- Direction 1 -
In the passage on St Francis de Sales, to whom did he address his Treatise on the Love of God?
- Direction 2 -
In the part of the listing that opens with the line containing "droplet and return pixel-coordinate boxes, e.g." and closes with the line containing "367,799 -> 388,819", substitute "dew drop" for "water droplet" and give only those lines, otherwise unchanged.

- Selected extract -
%%

The ideal of a reconciled humanity was expressed in the harmony between prayer and action in the world, between the search for perfection and the secular condition, with the help of God’s grace that permeates the human being and, without destroying him, purifies him, raising him to divine heights. To Theotimus, the spiritually mature Christian adult to whom a few years later he addressed his Treatise on the Love of God, St Francis de Sales offered a more complex lesson.

At the beginning it presents a precise vision of the human being, an anthropology: human “reason”, indeed “our soul in so far as it is reasonable”, is seen there as harmonious architecture, a temple, divided into various courts around a centre, which, together with the great mystics he calls the “extremity and summit of our soul, this highest point of our spirit”.

%%

- Records for the task -

%%

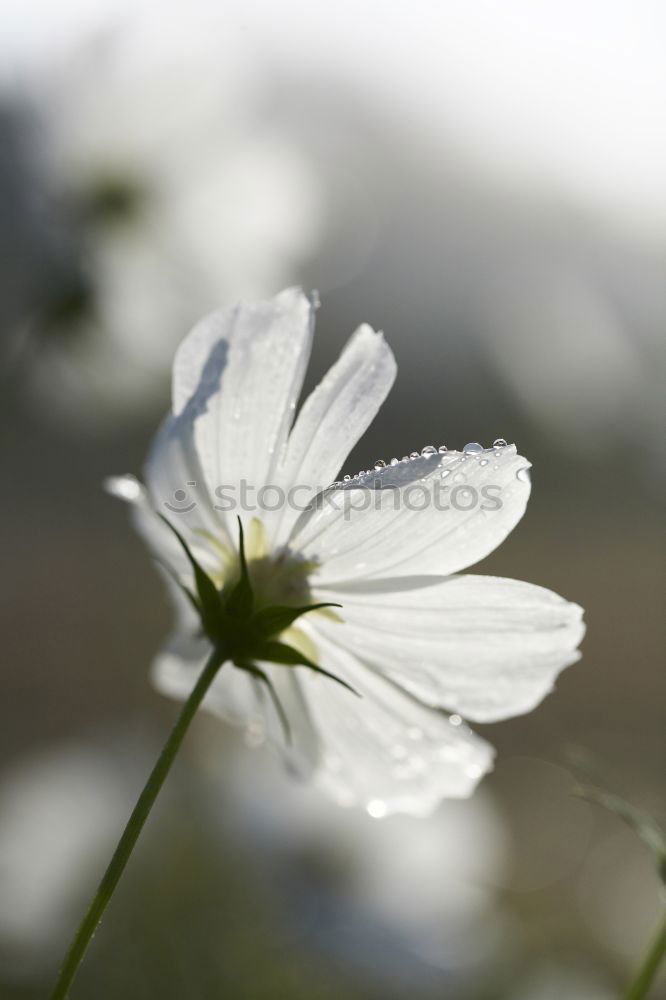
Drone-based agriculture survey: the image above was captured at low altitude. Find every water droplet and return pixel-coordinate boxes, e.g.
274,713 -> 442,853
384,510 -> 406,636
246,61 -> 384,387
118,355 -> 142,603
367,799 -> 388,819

%%
%%

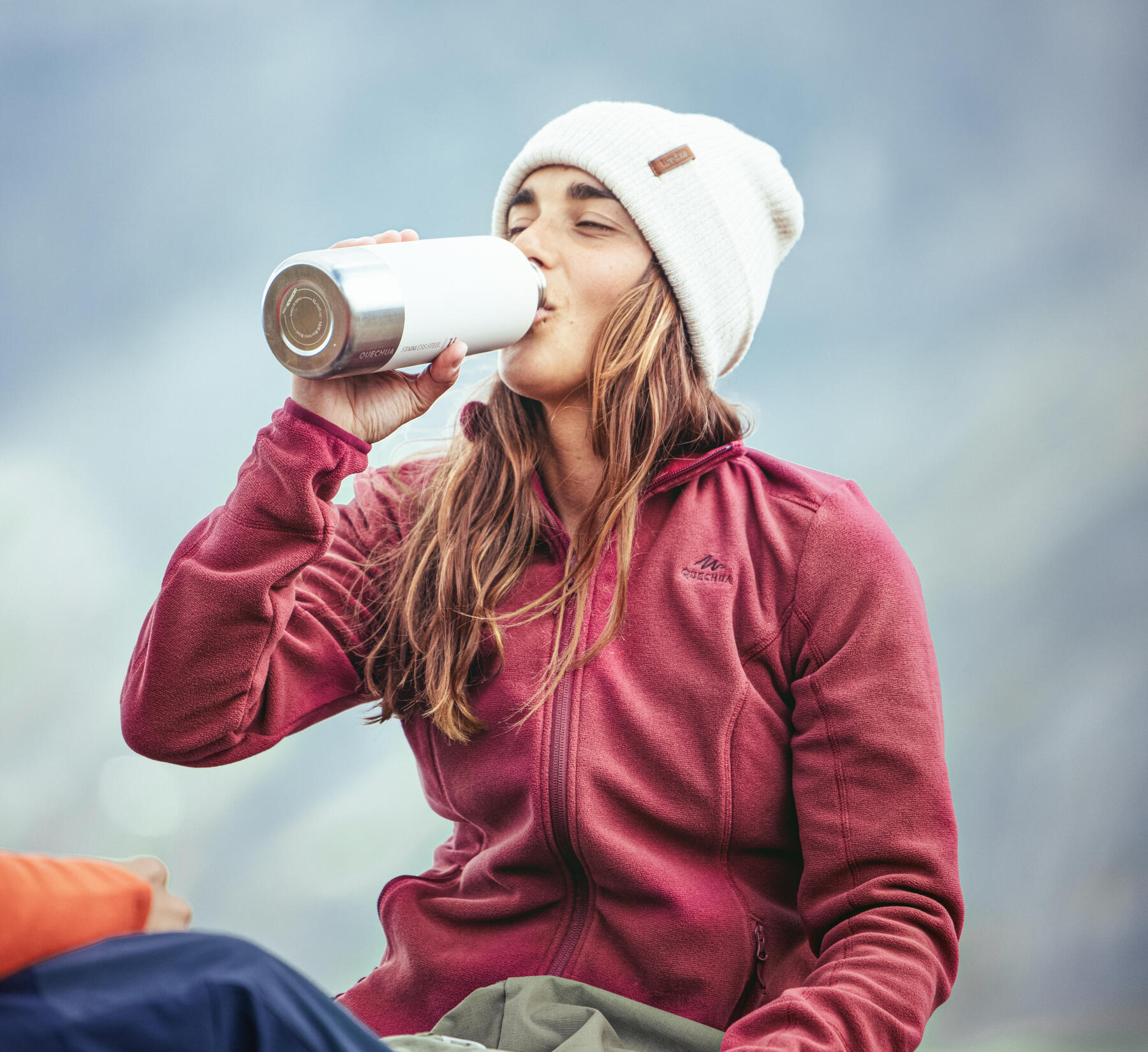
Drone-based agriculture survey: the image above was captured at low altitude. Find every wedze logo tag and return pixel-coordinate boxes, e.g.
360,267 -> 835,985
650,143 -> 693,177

%%
%%

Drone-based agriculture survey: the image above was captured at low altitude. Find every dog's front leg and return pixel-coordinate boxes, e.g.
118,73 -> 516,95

%%

- Written answer 1 -
Theotimus, the spiritually mature Christian adult.

- Written answer 2 -
Drone-based agriculture survey: the image above was captured at low altitude. Find every dew drop and return pixel-coordinate boxes, e.g.
274,713 -> 442,853
384,510 -> 406,636
246,61 -> 384,387
118,355 -> 142,603
367,799 -> 388,819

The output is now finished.